* **ACTIVITY**
Below are records; reproduce exactly the lines from the first through the one containing "Target: truck rear wheel".

*** Opening of TASK MATERIAL ***

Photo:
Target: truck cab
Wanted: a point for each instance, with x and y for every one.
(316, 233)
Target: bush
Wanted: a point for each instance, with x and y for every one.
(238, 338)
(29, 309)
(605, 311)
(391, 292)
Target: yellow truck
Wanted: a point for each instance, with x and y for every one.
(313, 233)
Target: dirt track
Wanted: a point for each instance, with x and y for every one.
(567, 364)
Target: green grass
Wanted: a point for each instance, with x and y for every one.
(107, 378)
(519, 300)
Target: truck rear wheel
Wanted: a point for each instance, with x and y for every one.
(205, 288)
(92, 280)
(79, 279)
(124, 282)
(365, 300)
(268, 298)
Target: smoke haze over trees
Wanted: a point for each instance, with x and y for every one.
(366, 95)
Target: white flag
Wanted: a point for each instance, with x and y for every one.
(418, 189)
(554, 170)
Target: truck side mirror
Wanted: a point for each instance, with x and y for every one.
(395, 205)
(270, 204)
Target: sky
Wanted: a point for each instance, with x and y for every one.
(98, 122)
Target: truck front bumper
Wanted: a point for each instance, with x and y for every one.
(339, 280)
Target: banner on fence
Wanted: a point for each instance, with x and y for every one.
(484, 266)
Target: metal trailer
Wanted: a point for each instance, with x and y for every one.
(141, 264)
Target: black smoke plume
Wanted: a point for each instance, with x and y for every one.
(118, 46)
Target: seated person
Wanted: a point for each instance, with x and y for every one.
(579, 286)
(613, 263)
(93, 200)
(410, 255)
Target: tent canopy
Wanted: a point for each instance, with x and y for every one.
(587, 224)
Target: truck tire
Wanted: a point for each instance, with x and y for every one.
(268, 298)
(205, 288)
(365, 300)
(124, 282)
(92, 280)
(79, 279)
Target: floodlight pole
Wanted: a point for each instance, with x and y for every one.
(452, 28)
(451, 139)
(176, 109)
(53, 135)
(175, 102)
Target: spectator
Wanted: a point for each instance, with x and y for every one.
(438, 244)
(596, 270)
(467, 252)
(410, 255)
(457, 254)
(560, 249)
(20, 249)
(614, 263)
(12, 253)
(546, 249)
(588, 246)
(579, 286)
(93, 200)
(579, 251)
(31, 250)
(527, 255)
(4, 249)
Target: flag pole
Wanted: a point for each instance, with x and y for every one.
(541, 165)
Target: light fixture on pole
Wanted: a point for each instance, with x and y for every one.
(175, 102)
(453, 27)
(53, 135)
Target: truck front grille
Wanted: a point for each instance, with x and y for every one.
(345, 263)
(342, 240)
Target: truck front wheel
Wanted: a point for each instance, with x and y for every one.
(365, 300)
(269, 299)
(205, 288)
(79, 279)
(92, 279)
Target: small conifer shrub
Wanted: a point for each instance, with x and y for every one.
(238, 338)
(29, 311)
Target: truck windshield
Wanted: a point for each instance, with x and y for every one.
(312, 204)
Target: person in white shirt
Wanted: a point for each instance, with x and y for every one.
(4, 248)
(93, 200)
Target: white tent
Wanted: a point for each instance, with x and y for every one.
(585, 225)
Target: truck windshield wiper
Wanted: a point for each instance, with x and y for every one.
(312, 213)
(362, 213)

*** Close of TASK MATERIAL ***

* **EXERCISE RESULT**
Photo:
Target: truck cab
Wanted: a point for each instance, with x and y for every one.
(316, 233)
Target: bush
Wanted: a point for each instance, with x and y for every one.
(238, 338)
(29, 309)
(605, 311)
(391, 292)
Target: yellow truck
Wanted: a point for each instance, with x and y for every one.
(313, 233)
Target: dirt track
Wanted: a point for each instance, with x and y for every one.
(567, 364)
Target: green grass
Wanted: a point for each instance, with x and y for every one.
(107, 378)
(519, 300)
Target: truck rear wheel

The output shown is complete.